> _Reading text_

A coarse-grained molecular dynamics pipeline for studying Li-ion diffusion in PEO polymer electrolytes using LAMMPS
This repository provides a fully automated pipeline for coarse-grained (CG) molecular dynamics (MD) simulations of lithium-ion (Li⁺) diffusion in poly(ethylene oxide) (PEO) polymer electrolyte systems using LAMMPS. The pipeline supports parametric exploration of CG force field parameters, enabling systematic investigation of how intermolecular interactions govern Li⁺ transport properties — a critical factor in the design of next-generation solid-state polymer batteries.

> _Set of tasks_
1. Retype everything in the LAMMPS pipeline description from "A coarse-grained molecular" down to "solid-state polymer batteries.".
2. Which polymer electrolyte system does the LAMMPS pipeline description say the simulations model?
3. In one to three sentences, explain why the LAMMPS pipeline description treats support for parametric exploration of CG force field parameters as useful.

> _Given material_
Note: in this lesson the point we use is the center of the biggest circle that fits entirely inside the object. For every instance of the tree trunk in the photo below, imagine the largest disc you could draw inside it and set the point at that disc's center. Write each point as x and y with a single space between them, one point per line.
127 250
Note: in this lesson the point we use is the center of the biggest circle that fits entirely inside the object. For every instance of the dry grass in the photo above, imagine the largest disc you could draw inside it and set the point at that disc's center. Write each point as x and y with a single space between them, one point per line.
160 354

> _Per-task answers_
1.
A coarse-grained molecular dynamics pipeline for studying Li-ion diffusion in PEO polymer electrolytes using LAMMPS
This repository provides a fully automated pipeline for coarse-grained (CG) molecular dynamics (MD) simulations of lithium-ion (Li⁺) diffusion in poly(ethylene oxide) (PEO) polymer electrolyte systems using LAMMPS. The pipeline supports parametric exploration of CG force field parameters, enabling systematic investigation of how intermolecular interactions govern Li⁺ transport properties — a critical factor in the design of next-generation solid-state polymer batteries.

2. Poly(ethylene oxide) (PEO) polymer electrolyte systems.

3. Parametric exploration enables systematic investigation of how intermolecular interactions govern Li⁺ transport properties. The description calls this a critical factor in the design of next-generation solid-state polymer batteries.